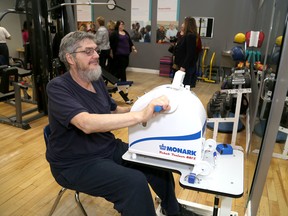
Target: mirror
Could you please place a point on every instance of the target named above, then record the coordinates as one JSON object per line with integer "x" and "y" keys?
{"x": 140, "y": 21}
{"x": 271, "y": 21}
{"x": 167, "y": 20}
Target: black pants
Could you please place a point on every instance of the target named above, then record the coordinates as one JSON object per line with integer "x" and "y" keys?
{"x": 119, "y": 65}
{"x": 122, "y": 183}
{"x": 190, "y": 77}
{"x": 4, "y": 52}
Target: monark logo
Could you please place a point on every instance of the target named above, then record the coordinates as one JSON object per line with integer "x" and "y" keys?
{"x": 177, "y": 150}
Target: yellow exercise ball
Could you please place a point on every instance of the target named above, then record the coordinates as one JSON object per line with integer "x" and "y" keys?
{"x": 239, "y": 38}
{"x": 279, "y": 40}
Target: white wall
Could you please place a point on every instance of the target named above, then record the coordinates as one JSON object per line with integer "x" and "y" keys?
{"x": 13, "y": 25}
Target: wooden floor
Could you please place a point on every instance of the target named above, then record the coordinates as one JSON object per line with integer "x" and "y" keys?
{"x": 28, "y": 188}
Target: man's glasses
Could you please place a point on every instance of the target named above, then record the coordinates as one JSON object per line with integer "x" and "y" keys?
{"x": 88, "y": 51}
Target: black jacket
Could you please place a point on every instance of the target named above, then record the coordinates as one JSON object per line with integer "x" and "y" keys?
{"x": 185, "y": 51}
{"x": 114, "y": 40}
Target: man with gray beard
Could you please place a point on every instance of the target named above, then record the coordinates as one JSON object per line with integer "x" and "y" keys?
{"x": 82, "y": 152}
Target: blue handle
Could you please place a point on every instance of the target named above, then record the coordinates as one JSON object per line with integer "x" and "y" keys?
{"x": 158, "y": 108}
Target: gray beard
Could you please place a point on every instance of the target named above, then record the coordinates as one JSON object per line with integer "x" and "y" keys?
{"x": 90, "y": 75}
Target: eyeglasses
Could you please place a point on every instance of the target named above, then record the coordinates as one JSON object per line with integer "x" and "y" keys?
{"x": 88, "y": 51}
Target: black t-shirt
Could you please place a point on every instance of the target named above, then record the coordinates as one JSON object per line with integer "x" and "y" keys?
{"x": 69, "y": 146}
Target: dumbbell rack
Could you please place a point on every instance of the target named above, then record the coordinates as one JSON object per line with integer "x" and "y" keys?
{"x": 235, "y": 120}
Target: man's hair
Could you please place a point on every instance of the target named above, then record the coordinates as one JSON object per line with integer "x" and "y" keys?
{"x": 70, "y": 43}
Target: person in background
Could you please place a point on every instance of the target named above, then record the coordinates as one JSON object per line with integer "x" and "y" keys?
{"x": 26, "y": 44}
{"x": 4, "y": 51}
{"x": 83, "y": 153}
{"x": 102, "y": 41}
{"x": 185, "y": 52}
{"x": 92, "y": 28}
{"x": 160, "y": 34}
{"x": 111, "y": 26}
{"x": 121, "y": 46}
{"x": 135, "y": 33}
{"x": 83, "y": 27}
{"x": 147, "y": 36}
{"x": 171, "y": 33}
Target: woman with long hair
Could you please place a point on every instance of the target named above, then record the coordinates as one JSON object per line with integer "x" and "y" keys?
{"x": 185, "y": 53}
{"x": 121, "y": 46}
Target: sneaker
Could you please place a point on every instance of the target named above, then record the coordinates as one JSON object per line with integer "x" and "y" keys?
{"x": 183, "y": 212}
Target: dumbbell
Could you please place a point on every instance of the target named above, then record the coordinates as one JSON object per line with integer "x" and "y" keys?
{"x": 217, "y": 107}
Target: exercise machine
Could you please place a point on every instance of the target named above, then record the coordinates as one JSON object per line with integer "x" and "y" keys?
{"x": 121, "y": 87}
{"x": 175, "y": 140}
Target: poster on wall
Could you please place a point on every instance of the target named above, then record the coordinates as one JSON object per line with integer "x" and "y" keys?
{"x": 141, "y": 20}
{"x": 84, "y": 16}
{"x": 167, "y": 20}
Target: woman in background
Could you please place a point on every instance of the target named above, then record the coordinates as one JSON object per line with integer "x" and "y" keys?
{"x": 102, "y": 41}
{"x": 185, "y": 52}
{"x": 26, "y": 44}
{"x": 121, "y": 46}
{"x": 4, "y": 51}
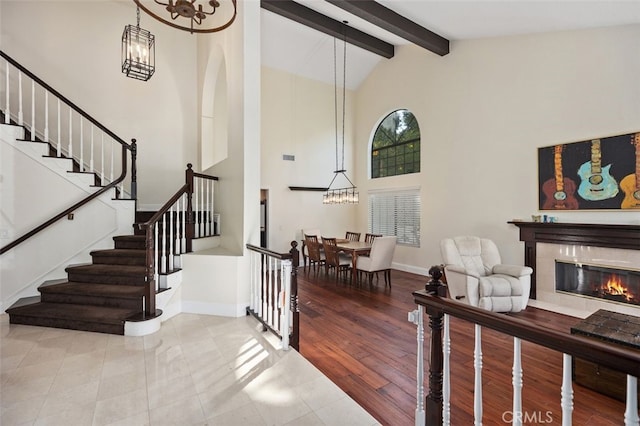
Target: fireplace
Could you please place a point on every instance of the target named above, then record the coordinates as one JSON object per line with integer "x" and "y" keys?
{"x": 597, "y": 281}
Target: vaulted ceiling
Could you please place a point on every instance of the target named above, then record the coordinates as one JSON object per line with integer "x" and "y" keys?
{"x": 302, "y": 50}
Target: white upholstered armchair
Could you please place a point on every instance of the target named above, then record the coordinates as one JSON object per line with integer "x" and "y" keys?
{"x": 476, "y": 275}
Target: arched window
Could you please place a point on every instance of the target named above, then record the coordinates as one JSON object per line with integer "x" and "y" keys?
{"x": 396, "y": 145}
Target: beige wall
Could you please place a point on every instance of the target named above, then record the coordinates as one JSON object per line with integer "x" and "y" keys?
{"x": 483, "y": 111}
{"x": 75, "y": 47}
{"x": 298, "y": 119}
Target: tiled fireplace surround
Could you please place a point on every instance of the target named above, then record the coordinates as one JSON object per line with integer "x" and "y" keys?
{"x": 544, "y": 245}
{"x": 576, "y": 305}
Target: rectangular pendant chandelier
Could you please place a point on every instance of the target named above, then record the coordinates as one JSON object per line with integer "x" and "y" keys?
{"x": 138, "y": 52}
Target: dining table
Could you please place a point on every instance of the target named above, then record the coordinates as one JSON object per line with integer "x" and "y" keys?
{"x": 355, "y": 248}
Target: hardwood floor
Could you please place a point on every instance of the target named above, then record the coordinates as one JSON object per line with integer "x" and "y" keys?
{"x": 361, "y": 339}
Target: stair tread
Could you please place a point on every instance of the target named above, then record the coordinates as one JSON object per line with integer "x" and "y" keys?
{"x": 98, "y": 314}
{"x": 93, "y": 289}
{"x": 108, "y": 269}
{"x": 129, "y": 237}
{"x": 120, "y": 252}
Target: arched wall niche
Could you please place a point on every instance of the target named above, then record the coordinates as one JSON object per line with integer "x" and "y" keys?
{"x": 214, "y": 121}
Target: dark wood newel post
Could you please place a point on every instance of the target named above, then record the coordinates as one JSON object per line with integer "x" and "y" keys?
{"x": 294, "y": 340}
{"x": 150, "y": 289}
{"x": 433, "y": 407}
{"x": 190, "y": 225}
{"x": 134, "y": 170}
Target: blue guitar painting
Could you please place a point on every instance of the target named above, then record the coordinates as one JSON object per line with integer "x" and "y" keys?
{"x": 596, "y": 182}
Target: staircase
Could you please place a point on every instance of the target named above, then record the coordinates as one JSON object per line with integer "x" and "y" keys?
{"x": 96, "y": 297}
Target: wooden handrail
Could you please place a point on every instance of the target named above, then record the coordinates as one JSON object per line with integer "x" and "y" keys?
{"x": 271, "y": 253}
{"x": 293, "y": 255}
{"x": 614, "y": 357}
{"x": 125, "y": 146}
{"x": 71, "y": 209}
{"x": 64, "y": 99}
{"x": 611, "y": 356}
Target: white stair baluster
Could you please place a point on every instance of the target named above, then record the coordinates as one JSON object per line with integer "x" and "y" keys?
{"x": 207, "y": 228}
{"x": 178, "y": 226}
{"x": 446, "y": 373}
{"x": 196, "y": 209}
{"x": 163, "y": 255}
{"x": 203, "y": 208}
{"x": 184, "y": 223}
{"x": 171, "y": 258}
{"x": 516, "y": 378}
{"x": 102, "y": 171}
{"x": 20, "y": 115}
{"x": 156, "y": 276}
{"x": 46, "y": 116}
{"x": 477, "y": 387}
{"x": 70, "y": 147}
{"x": 631, "y": 411}
{"x": 265, "y": 288}
{"x": 417, "y": 317}
{"x": 33, "y": 110}
{"x": 59, "y": 143}
{"x": 286, "y": 309}
{"x": 566, "y": 399}
{"x": 81, "y": 168}
{"x": 111, "y": 166}
{"x": 91, "y": 152}
{"x": 7, "y": 106}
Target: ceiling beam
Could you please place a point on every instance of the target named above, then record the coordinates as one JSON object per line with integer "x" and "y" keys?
{"x": 309, "y": 17}
{"x": 395, "y": 23}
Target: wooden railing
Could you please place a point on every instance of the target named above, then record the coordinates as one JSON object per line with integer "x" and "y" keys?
{"x": 274, "y": 292}
{"x": 49, "y": 117}
{"x": 435, "y": 410}
{"x": 170, "y": 231}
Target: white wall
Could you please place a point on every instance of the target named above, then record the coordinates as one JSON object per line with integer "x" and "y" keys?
{"x": 75, "y": 47}
{"x": 298, "y": 119}
{"x": 483, "y": 111}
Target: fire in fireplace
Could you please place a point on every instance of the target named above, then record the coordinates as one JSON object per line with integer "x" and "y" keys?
{"x": 601, "y": 282}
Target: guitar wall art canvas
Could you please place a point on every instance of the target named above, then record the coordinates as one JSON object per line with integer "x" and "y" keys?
{"x": 601, "y": 173}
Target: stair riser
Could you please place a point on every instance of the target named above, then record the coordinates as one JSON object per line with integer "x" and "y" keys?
{"x": 67, "y": 324}
{"x": 108, "y": 260}
{"x": 136, "y": 245}
{"x": 133, "y": 304}
{"x": 106, "y": 279}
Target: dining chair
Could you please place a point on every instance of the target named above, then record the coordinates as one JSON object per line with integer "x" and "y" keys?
{"x": 316, "y": 256}
{"x": 352, "y": 236}
{"x": 335, "y": 259}
{"x": 368, "y": 238}
{"x": 379, "y": 259}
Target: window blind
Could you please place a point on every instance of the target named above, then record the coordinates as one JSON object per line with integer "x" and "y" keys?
{"x": 396, "y": 213}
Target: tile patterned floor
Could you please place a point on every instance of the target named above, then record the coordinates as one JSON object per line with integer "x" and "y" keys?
{"x": 197, "y": 370}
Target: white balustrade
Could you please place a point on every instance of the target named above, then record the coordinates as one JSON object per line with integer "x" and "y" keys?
{"x": 417, "y": 317}
{"x": 46, "y": 116}
{"x": 20, "y": 112}
{"x": 33, "y": 110}
{"x": 446, "y": 373}
{"x": 631, "y": 411}
{"x": 566, "y": 392}
{"x": 516, "y": 378}
{"x": 477, "y": 387}
{"x": 7, "y": 108}
{"x": 270, "y": 293}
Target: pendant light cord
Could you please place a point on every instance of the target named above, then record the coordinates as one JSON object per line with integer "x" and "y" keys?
{"x": 335, "y": 97}
{"x": 344, "y": 91}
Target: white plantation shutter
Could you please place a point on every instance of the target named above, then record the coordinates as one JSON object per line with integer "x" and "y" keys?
{"x": 396, "y": 213}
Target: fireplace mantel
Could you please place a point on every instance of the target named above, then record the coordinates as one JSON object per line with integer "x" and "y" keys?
{"x": 585, "y": 234}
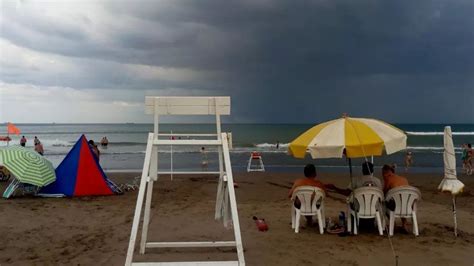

# TASK STATEMENT
State how many lines of the records above contain the string "ceiling", giving only the number.

# RESULT BELOW
2